(Exercise requirements): Return every line in the rows below that contains the string "roof".

Recorded data:
+++

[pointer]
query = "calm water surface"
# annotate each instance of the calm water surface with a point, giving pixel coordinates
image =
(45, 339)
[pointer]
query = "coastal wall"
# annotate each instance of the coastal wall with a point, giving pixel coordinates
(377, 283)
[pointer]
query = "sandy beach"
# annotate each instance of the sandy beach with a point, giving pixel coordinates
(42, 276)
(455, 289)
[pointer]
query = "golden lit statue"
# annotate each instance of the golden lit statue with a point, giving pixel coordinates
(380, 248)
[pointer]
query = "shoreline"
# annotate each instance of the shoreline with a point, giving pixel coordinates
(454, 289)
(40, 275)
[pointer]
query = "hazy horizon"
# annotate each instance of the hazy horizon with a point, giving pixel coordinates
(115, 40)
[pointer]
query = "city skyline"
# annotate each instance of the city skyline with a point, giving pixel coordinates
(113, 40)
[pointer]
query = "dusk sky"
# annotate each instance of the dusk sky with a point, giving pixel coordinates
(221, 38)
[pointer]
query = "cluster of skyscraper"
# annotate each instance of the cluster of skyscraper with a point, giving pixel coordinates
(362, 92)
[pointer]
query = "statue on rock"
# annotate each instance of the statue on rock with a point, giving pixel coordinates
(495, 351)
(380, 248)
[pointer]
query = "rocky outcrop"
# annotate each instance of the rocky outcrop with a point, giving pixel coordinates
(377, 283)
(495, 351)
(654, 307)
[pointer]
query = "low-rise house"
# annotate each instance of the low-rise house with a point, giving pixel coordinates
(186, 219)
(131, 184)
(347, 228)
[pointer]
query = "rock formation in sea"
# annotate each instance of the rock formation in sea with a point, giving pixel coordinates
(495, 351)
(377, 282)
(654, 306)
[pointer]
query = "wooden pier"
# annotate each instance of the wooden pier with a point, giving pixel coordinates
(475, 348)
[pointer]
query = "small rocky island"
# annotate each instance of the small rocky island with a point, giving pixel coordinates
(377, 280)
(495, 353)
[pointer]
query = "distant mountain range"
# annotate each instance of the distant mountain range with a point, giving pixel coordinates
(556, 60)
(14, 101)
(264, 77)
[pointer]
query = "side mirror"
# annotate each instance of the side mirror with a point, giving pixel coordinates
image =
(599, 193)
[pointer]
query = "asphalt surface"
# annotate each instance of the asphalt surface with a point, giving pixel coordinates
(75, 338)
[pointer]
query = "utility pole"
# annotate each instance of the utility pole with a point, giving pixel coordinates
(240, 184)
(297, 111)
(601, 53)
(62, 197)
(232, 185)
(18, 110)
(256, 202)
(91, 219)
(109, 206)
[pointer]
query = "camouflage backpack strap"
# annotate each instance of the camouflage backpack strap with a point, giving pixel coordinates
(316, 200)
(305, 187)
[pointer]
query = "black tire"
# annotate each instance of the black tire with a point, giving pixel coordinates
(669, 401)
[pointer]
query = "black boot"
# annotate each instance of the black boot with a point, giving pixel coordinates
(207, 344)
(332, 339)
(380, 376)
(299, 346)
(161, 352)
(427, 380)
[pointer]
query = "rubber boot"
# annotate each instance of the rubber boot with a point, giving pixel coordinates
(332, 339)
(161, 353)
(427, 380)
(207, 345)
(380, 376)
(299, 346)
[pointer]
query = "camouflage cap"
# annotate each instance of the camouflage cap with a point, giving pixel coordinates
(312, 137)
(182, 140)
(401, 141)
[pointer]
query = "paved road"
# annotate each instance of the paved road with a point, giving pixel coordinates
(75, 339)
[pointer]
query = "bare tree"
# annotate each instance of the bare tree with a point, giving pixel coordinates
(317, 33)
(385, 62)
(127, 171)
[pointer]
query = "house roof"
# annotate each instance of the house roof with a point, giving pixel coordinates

+++

(The output):
query = "house roof"
# annotate each instance of the house roof with a point, giving pixel coordinates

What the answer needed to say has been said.